* [Anleitung zur Übung]: Gib die Zeilen aller folgenden Einträge unverändert wieder und lass dabei die Bilder weg.

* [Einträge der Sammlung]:
=-=-=-=-=

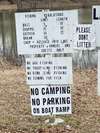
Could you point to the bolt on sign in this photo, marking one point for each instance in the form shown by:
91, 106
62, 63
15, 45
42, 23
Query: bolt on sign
47, 100
45, 32
96, 22
44, 71
84, 37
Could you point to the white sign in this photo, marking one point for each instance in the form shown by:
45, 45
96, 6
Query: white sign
84, 37
45, 32
47, 100
52, 70
96, 22
98, 86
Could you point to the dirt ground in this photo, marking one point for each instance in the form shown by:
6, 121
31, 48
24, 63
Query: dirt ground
15, 110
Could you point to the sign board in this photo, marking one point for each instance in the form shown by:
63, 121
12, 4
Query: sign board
96, 22
84, 37
47, 100
98, 86
43, 71
45, 32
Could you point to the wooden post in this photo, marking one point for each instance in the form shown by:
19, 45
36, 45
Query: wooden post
19, 4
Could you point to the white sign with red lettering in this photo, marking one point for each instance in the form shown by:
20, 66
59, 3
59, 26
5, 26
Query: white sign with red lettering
50, 100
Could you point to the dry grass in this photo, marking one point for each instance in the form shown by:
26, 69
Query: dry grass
15, 111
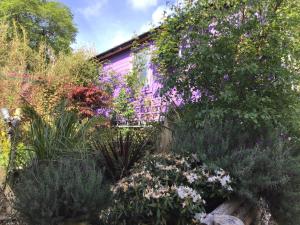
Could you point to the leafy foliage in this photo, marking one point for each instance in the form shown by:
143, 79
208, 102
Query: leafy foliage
88, 99
166, 189
38, 75
118, 153
266, 167
63, 133
240, 56
45, 21
51, 192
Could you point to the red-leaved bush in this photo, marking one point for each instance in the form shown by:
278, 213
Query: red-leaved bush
88, 99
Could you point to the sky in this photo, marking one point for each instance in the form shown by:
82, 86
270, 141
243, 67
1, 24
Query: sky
103, 24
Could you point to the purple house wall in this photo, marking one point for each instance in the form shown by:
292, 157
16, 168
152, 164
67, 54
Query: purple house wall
118, 62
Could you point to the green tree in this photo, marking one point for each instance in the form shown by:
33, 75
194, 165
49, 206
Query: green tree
242, 56
243, 59
44, 21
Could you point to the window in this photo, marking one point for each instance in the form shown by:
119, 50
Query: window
141, 62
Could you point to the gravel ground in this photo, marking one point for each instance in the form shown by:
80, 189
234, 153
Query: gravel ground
7, 216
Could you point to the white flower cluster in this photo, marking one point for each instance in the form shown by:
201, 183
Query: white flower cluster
200, 216
185, 192
166, 168
156, 193
191, 177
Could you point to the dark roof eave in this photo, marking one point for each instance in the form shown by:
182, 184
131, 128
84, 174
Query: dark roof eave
123, 47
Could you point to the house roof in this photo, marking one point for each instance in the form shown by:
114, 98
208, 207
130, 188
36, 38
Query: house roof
123, 47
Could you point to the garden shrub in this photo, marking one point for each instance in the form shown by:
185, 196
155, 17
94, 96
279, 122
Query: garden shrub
120, 150
167, 189
62, 133
50, 192
263, 167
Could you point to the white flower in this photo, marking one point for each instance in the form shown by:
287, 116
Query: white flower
191, 177
200, 216
186, 192
225, 180
156, 193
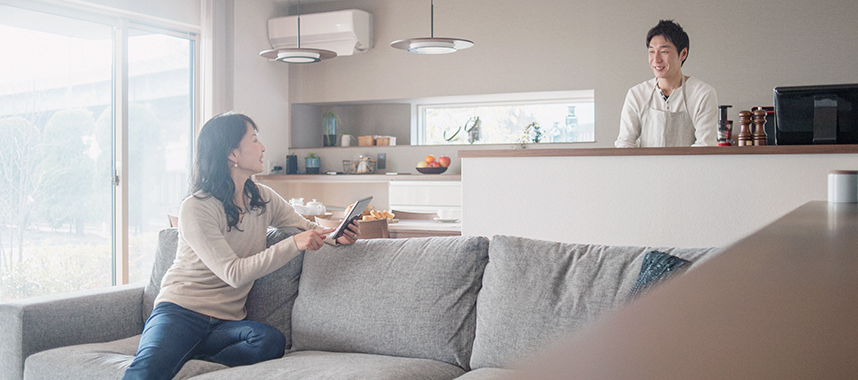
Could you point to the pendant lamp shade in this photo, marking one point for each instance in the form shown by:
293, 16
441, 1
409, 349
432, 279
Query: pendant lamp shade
298, 54
432, 44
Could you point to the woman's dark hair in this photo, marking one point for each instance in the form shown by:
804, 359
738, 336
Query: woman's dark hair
218, 138
671, 32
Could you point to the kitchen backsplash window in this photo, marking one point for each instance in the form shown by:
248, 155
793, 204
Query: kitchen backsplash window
526, 120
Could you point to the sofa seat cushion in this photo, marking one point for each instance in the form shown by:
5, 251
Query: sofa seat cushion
309, 365
97, 361
535, 291
412, 298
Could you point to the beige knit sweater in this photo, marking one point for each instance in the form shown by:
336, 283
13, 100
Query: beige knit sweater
215, 269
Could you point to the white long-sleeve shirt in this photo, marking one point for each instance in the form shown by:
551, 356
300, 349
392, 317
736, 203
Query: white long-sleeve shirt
701, 99
214, 269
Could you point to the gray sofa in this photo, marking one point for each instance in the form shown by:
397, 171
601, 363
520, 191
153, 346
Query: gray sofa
422, 308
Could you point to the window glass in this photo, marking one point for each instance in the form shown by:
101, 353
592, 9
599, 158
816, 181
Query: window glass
56, 154
55, 212
561, 120
160, 71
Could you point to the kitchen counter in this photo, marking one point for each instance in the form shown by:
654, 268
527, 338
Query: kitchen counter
423, 228
532, 151
356, 178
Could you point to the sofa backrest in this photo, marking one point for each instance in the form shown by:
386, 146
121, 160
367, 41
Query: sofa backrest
400, 297
535, 291
269, 301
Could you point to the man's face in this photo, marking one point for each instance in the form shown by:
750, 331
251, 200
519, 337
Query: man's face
664, 60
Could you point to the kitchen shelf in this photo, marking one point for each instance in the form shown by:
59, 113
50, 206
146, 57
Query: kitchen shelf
356, 178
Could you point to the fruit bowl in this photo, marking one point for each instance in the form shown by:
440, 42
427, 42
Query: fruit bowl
437, 170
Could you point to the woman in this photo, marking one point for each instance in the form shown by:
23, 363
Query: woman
199, 312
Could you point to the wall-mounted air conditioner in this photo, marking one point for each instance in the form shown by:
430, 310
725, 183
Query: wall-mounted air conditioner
345, 32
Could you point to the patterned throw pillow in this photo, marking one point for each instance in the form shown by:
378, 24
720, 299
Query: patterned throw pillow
657, 267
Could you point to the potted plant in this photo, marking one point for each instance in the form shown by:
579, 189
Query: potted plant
312, 163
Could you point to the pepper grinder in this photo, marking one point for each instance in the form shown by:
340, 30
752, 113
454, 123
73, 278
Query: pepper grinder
725, 127
745, 138
760, 130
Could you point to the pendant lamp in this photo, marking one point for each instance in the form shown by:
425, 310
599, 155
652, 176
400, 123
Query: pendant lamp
298, 54
432, 44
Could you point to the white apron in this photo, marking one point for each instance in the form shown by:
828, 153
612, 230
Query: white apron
664, 128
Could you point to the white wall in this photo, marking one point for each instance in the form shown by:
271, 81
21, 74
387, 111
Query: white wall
261, 87
183, 11
687, 201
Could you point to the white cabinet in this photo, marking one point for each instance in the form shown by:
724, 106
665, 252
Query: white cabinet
427, 196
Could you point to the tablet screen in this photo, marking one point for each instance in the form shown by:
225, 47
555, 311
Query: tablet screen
354, 214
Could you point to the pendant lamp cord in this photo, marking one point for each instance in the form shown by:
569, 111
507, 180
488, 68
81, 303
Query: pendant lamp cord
432, 19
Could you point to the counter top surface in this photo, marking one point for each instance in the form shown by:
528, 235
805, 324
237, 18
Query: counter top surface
424, 225
322, 178
672, 151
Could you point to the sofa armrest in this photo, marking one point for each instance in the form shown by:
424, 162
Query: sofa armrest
41, 323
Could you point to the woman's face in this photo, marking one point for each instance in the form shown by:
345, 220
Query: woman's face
664, 60
248, 155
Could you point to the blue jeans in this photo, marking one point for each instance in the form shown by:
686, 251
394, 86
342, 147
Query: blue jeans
173, 335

=-=-=-=-=

* [Lösung der Aufgabe]:
Could you point to the bolt on sign in this photo, marking one point for each instance in the form shown by:
91, 106
62, 63
15, 45
42, 23
Query: bolt on sign
47, 100
45, 32
96, 22
44, 71
84, 37
Could you point to the white sign in this photo, marking one point for each instance in the form shown by:
45, 45
96, 6
Query: white sign
84, 37
45, 32
47, 100
52, 70
96, 22
98, 86
Could you point to the dirt ground in this photo, marking one point for each instance in the form shown by:
6, 121
31, 48
24, 63
Query: dirt ground
15, 110
Could you point to the sign board in this photo, marking one point for each instance in the form shown by:
63, 121
12, 4
Query: sign board
96, 22
84, 37
47, 100
98, 86
43, 71
45, 32
Could you point to the wooden post in this photo, marking one point for each instance in the form shown by:
19, 45
36, 45
Query: wooden post
19, 4
Could you point to the white sign with red lettering in this photo, marking one point for each instance in the form shown by:
20, 66
59, 3
59, 26
5, 26
Query: white sign with red lettering
50, 100
Could you point to the dry grass in this photo, marking one point for each instance in the form shown by:
26, 69
Query: dry grass
15, 111
Could you point to the leafy foliage in this photo, marking one point for each instance in the form shown by:
143, 79
208, 102
Query: leafy foliage
88, 99
166, 189
38, 75
118, 153
266, 167
63, 133
240, 56
45, 21
51, 192
Could you point to the red-leaved bush in this photo, marking one point for each instance in the form shown by:
278, 213
Query: red-leaved bush
88, 99
Could you point to the sky in this photo, marking one point for each instance in the form shown by:
82, 86
270, 141
243, 67
1, 24
Query: sky
103, 24
Could you point to the purple house wall in this photo, marking one point for each instance in the form shown by:
292, 157
16, 168
152, 164
67, 54
Query: purple house wall
118, 62
Could you point to the green tree in this photo, marking one point for each instance in the form shown by:
33, 75
194, 165
49, 206
Query: green tree
242, 56
243, 59
44, 21
Could you point to the window in this photo, marking one point for each instance in the form shown by:
119, 50
Query: window
141, 62
Could you point to the gravel ground in this photo, marking one point for each instance in the form shown by:
80, 189
234, 153
Query: gravel ground
7, 216
Could you point to the white flower cluster in this photo, marking one point for each instance in the form shown by:
201, 183
Query: white flower cluster
200, 216
185, 192
166, 168
156, 193
191, 177
Could you point to the dark roof eave in this photo, marking one point for each instance in the form shown by:
182, 184
131, 128
84, 174
Query: dark roof eave
123, 47
Could you point to the house roof in this photo, marking one point for each instance in the form shown by:
114, 98
208, 207
130, 188
36, 38
Query: house roof
123, 47
Could you point to the garden shrub in this photo, marking one point for each instance in the form shown by:
185, 196
155, 17
94, 96
279, 122
Query: garden shrub
120, 150
167, 189
62, 133
50, 192
263, 167
Could you point to the white flower in this photo, marking one point for each instance in the form shown by:
287, 116
Query: white flower
191, 177
200, 216
186, 192
225, 180
156, 193
Could you point to the pendant lamp shade in this photo, marking one point for each instance in the form shown by:
293, 16
441, 1
409, 349
432, 279
Query: pendant lamp shade
298, 54
432, 44
Could you point to the woman's dark hair in this photo, marking one point for each instance in the form shown by:
804, 359
738, 336
Query: woman's dark hair
218, 138
671, 32
Could you point to the kitchen backsplash window in this photo, marking one point for each instance in the form shown by:
248, 155
793, 204
Query: kitchen backsplash window
526, 120
Could you point to the sofa seat cushion in this photo, marking one point for each instance in the form shown by:
5, 251
Query: sofa seat cushion
309, 365
97, 361
535, 291
412, 298
Could you point to the beige knit sweater in this photo, marking one point for each instance in the form shown by:
336, 283
13, 100
Query: beige knit sweater
215, 269
Could you point to the white long-sleeve shirt in this photo, marking one point for each instance in the form shown by:
551, 356
300, 349
392, 317
736, 203
Query: white long-sleeve shirt
701, 99
214, 269
Could you point to the gray sofa in this photo, marking one point for each instance in the form shown by:
397, 171
601, 363
520, 191
153, 346
Query: gray sofa
422, 308
Could you point to the window glass in this photo, marking one point for each instance in the form shown by:
101, 353
592, 9
599, 158
816, 181
Query: window glass
56, 154
55, 212
561, 120
160, 71
Could you point to the kitchen counter in this photo, marking one point for each instance in the form shown by:
654, 268
527, 338
Query: kitchen counter
423, 228
532, 151
356, 178
Could you point to the sofa backrest in this photo, marking one point for each instance in the form shown by:
386, 146
121, 160
367, 41
Query: sofa backrest
400, 297
535, 291
269, 301
Could you point to the man's face in this photo, marking one point for each instance in the form shown by:
750, 331
251, 200
519, 337
Query: man's face
664, 60
Could you point to the kitchen shelf in this photo, marking one point for each instance in the form shown by:
59, 113
50, 206
146, 57
Query: kitchen shelf
356, 178
Could you point to the fruit bowl in this photo, marking one point for each instance in the form shown by:
440, 42
427, 42
Query: fruit bowl
437, 170
Could you point to the woman in this photo, marking one point for each instance in the form shown by:
23, 363
Query: woman
199, 312
Could you point to the wall-mounted air conditioner in this photo, marking one point for each instance in the form shown by:
430, 310
725, 183
Query: wall-mounted air conditioner
345, 32
Could you point to the patterned throw pillow in this photo, marking one point for each instance in the form shown by:
378, 24
720, 299
Query: patterned throw pillow
657, 267
Could you point to the potted plant in this photo, marking one point for each instance in the form shown by:
579, 189
Query: potted plant
312, 163
Could you point to the pepper grinder in this photo, marking one point for each instance in the form shown by:
340, 30
752, 113
454, 123
73, 278
Query: pepper grinder
725, 127
745, 138
760, 130
Could you point to the pendant lamp in this photo, marking one point for each instance in the form shown by:
425, 310
599, 155
652, 176
400, 123
Query: pendant lamp
298, 54
432, 44
Could you point to the white apron in this photo, marking one point for each instance in the form shown by:
828, 153
612, 230
Query: white apron
664, 128
Could you point to the white wall in this photo, marking one point for each instance in the form shown by:
271, 81
21, 74
387, 111
Query: white wall
261, 87
183, 11
687, 201
Could you point to the white cabinet in this photo, marking one point for each instance in the form shown by:
724, 106
665, 252
Query: white cabinet
427, 196
Could you point to the tablet screen in this photo, marking one point for each instance in the form shown by:
225, 47
555, 311
Query: tablet screen
354, 214
Could you point to the pendant lamp cord in this photo, marking one point for each instance in the form shown by:
569, 111
507, 180
488, 68
81, 303
Query: pendant lamp cord
432, 19
Could you point to the counter top surface in this photo, marking one point for each instance in the form shown by:
528, 235
805, 324
237, 18
Query: counter top surface
424, 225
322, 178
672, 151
Could you point to the sofa armrest in this photo, marking one point for each instance in the form shown by:
424, 162
Query: sofa armrest
41, 323
Could you point to the woman's face in this photo, marking one point for each instance in the form shown by:
345, 220
Query: woman's face
664, 60
248, 155
Could you point to the blue jeans in this photo, marking one point for each instance in the form shown by:
686, 251
394, 86
342, 147
Query: blue jeans
173, 335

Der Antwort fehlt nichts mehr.